EXTRACTED ENTRIES below:

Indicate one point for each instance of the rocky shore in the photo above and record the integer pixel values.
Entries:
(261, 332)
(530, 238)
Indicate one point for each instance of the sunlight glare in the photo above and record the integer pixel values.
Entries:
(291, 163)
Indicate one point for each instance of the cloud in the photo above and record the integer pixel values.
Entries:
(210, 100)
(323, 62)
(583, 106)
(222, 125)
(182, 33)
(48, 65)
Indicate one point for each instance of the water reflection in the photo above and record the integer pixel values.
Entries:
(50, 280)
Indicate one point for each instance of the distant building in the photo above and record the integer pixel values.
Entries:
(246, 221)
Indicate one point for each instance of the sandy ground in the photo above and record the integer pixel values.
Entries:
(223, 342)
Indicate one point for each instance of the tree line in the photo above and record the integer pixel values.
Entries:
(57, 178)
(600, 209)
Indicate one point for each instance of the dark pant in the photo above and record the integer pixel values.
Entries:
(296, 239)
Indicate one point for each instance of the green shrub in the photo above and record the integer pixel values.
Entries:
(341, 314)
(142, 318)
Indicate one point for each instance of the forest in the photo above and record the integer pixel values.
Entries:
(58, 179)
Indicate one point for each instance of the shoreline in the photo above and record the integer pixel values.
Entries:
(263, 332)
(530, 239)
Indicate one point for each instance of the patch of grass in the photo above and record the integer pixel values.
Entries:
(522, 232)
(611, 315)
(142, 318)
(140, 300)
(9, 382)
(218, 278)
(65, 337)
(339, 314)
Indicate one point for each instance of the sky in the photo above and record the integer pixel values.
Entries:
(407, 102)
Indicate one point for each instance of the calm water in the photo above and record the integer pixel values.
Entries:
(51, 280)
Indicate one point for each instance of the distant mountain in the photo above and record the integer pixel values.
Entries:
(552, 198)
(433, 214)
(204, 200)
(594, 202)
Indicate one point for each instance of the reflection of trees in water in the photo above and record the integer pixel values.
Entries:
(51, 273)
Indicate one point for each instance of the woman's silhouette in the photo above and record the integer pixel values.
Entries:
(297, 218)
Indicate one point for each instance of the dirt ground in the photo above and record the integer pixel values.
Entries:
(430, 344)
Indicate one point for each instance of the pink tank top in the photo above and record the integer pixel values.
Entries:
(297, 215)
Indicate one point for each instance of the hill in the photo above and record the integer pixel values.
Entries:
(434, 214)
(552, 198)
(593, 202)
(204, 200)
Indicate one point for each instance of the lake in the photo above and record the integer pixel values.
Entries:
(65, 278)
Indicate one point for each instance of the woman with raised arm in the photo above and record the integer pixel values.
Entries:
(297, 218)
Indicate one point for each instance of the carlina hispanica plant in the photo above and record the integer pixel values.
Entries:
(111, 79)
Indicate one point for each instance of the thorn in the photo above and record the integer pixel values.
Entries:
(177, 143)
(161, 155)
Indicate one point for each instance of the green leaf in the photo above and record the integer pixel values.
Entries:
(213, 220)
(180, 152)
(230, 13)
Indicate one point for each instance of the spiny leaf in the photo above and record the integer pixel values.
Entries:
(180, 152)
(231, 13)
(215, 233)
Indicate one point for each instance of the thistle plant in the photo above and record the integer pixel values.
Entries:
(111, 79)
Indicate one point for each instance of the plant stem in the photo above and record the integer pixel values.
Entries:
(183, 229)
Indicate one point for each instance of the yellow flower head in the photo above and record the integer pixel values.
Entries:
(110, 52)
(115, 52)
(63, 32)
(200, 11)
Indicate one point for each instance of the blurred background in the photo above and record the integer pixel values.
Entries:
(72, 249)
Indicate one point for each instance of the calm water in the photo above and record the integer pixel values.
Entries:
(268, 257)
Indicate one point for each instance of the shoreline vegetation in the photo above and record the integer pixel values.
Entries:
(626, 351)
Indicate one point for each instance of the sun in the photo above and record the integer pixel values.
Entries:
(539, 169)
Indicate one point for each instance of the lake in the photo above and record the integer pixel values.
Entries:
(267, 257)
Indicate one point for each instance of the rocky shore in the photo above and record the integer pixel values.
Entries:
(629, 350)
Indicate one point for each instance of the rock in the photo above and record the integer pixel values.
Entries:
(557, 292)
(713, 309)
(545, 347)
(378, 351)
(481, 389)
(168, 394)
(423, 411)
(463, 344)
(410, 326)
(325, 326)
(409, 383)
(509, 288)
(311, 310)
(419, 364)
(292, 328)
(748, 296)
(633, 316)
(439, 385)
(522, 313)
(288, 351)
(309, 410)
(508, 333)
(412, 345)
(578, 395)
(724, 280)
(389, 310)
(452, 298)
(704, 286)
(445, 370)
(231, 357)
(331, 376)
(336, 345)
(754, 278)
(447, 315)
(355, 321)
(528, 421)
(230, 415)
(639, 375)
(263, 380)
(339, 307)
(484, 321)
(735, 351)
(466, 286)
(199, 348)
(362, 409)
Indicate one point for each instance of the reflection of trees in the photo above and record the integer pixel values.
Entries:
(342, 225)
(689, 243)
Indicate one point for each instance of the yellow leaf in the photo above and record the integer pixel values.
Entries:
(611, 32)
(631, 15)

End of EXTRACTED ENTRIES.

### WHAT YOU NEED TO DO
Give back each entry exactly as it was written.

### OUTPUT BELOW
Indicate one point for each instance of the rocky shore in the photo above and record the integer pixel values.
Entries:
(261, 332)
(530, 238)
Indicate one point for each instance of the sunlight glare in the photo above and record the integer pixel values.
Entries:
(291, 163)
Indicate one point for each instance of the cloud in the photo above and record the integer pixel values.
Entries:
(210, 100)
(323, 62)
(583, 106)
(222, 125)
(182, 33)
(48, 65)
Indicate one point for each instance of the water reflection in the photo above and record the integer pixel values.
Entries:
(50, 280)
Indicate one point for each instance of the distant building in the photo above and record the integer pixel values.
Entries:
(246, 221)
Indicate one point for each instance of the sandy ground in the photo above and record the integer pixel values.
Entries:
(223, 342)
Indicate one point for each instance of the tree line in the photo above and record the integer pixel values.
Entries:
(57, 178)
(600, 209)
Indicate one point for each instance of the dark pant in the photo above and record the integer pixel values.
Entries:
(296, 239)
Indicate one point for each instance of the green shrub in the photo above and record the integer pixel values.
Entries:
(341, 314)
(142, 318)
Indicate one point for each instance of the forest in the photo above and record the integer pixel values.
Entries:
(58, 179)
Indicate one point for each instance of the shoreline in the photo above and record the integer pixel values.
Entries:
(263, 332)
(530, 239)
Indicate one point for each instance of the patch of grass in the photo above and record the integer pixel values.
Entries:
(522, 232)
(611, 315)
(142, 318)
(140, 300)
(9, 382)
(218, 278)
(65, 337)
(339, 314)
Indicate one point for each instance of the sky in the photo above and record the integer pixel values.
Entries:
(407, 102)
Indicate one point for each instance of the calm water in the photo above and record the integer pixel values.
Entries:
(51, 280)
Indicate one point for each instance of the distant mountain in the photo above and record the integer pixel values.
Entries:
(552, 198)
(433, 214)
(204, 200)
(594, 202)
Indicate one point for each instance of the reflection of trees in water in the photo above and record the integer pixel values.
Entries:
(51, 273)
Indicate one point for each instance of the woman's silhouette in the photo above and record the integer pixel values.
Entries:
(297, 218)
Indicate one point for each instance of the dirt ground in the photo above and record the integer pixel values.
Entries:
(430, 344)
Indicate one point for each instance of the pink tank top in the photo above and record the integer pixel values.
Entries:
(297, 215)
Indicate one point for each instance of the hill in the photo above and record the integer pixel values.
Entries:
(434, 214)
(552, 198)
(593, 202)
(204, 200)
Indicate one point for each instance of the lake in the photo above and record the integer pixel values.
Entries:
(65, 278)
Indicate one point for each instance of the woman with raised arm in the photo above and record the integer pixel values.
Entries:
(297, 218)
Indicate one point for each instance of the carlina hispanica plant in the photo above and record the integer pixel values.
Entries:
(111, 79)
Indicate one point for each instance of the thorn in the photo above and record the integer pixel values.
Entries:
(177, 143)
(161, 155)
Indicate one point for each instance of the green leaf in the photo above and record the integer pixel values.
Entries:
(213, 220)
(180, 152)
(230, 13)
Indicate one point for each instance of the spiny leaf in the photo above and record the integer pixel values.
Entries:
(180, 152)
(231, 13)
(215, 233)
Indicate one point for each instance of the thistle plant in the photo above and record the integer pixel values.
Entries:
(111, 79)
Indicate one point for each instance of the plant stem in the photo above and record the integer pixel values.
Entries:
(183, 229)
Indicate one point for each instance of the yellow flower head in the photo above and record the integer pixel values.
Entries:
(110, 52)
(115, 52)
(63, 32)
(200, 11)
Indicate one point for each instance of the blurred background in the photo above and record the integer pixel values.
Entries:
(72, 249)
Indicate one point for each instance of the calm water in the photo above and record the integer pixel values.
Entries:
(268, 257)
Indicate one point for each instance of the shoreline vegetation in the photo above and record the integer pixel values.
Entries:
(626, 351)
Indicate one point for each instance of the sun in the photo above and record the integer pixel values.
Entries:
(539, 169)
Indicate one point for each instance of the lake in the photo above and record the integer pixel values.
Entries:
(267, 257)
Indicate one point for each instance of the rocky shore in the photo above and record the integer pixel values.
Entries:
(629, 350)
Indicate one point for each instance of the rock in the photo above and record the integer pixel values.
Entries:
(557, 292)
(713, 309)
(545, 347)
(378, 351)
(481, 389)
(168, 394)
(423, 411)
(463, 344)
(410, 326)
(325, 326)
(409, 383)
(509, 288)
(311, 310)
(419, 364)
(292, 328)
(748, 296)
(633, 316)
(439, 385)
(522, 313)
(288, 351)
(309, 410)
(508, 333)
(412, 345)
(578, 395)
(724, 280)
(389, 310)
(452, 298)
(704, 286)
(445, 370)
(231, 357)
(331, 376)
(336, 345)
(754, 278)
(447, 315)
(355, 321)
(528, 421)
(230, 415)
(639, 375)
(263, 380)
(339, 307)
(484, 321)
(735, 351)
(466, 286)
(199, 348)
(362, 409)
Indicate one point for each instance of the reflection of trees in the photo above and record the integer pixel values.
Entries:
(342, 225)
(689, 243)
Indicate one point for each instance of the yellow leaf in the photo above and record the integer pixel values.
Entries:
(611, 32)
(631, 15)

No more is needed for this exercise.